Copy out, exactly as given, every line from the line with "Practice step: locate the crowd" to the end of the listing, both of those lines included.

— Start of Records for this exercise —

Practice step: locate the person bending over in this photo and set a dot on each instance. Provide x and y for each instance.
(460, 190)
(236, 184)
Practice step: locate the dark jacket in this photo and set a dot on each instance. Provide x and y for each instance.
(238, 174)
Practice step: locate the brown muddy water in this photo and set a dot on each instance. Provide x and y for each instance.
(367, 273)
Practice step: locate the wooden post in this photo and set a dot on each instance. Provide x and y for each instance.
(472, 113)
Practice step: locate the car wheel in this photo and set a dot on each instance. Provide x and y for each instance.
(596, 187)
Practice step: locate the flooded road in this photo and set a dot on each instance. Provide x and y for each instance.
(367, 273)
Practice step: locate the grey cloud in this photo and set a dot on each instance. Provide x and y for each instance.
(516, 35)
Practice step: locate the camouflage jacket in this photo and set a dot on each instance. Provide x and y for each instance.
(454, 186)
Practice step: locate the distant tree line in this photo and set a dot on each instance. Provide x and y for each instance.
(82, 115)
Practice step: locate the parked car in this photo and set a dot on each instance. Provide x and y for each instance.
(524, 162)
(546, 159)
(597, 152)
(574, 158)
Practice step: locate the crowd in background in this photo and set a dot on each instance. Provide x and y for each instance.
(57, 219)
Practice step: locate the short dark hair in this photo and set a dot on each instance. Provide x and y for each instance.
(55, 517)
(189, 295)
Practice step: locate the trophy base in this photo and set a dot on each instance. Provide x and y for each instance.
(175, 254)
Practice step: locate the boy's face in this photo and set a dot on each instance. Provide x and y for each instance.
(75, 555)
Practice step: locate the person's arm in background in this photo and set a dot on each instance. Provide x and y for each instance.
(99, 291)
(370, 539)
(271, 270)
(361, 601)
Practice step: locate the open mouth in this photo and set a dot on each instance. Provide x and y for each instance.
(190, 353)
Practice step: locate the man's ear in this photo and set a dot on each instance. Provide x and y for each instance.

— End of Records for this exercise —

● Exercise output
Practice step: locate the crowd in background in this photo and set a dot on each instance. Provide x and y for each instance.
(57, 219)
Practice step: locate the short dark hair in this photo and set a dot on each instance. Provide x and y for each instance.
(55, 517)
(189, 295)
Practice step: locate the trophy base in this photo and set a dot on each instance. Provide x and y for each instance.
(175, 254)
Practice step: locate the boy's face in this photo and set a dot on each instance. Provide x and y for each instance.
(75, 555)
Practice step: locate the person's arm in background in this photo and set a dot on each instance. Provide x and y for each instance.
(99, 291)
(370, 539)
(271, 270)
(361, 601)
Practice step: locate the open mouth in this photo and set a dot on each instance. Provide x and y for each instance.
(190, 353)
Practice step: locate the man's ear in this photo and set a dot on each instance. Provide x and y for each instance.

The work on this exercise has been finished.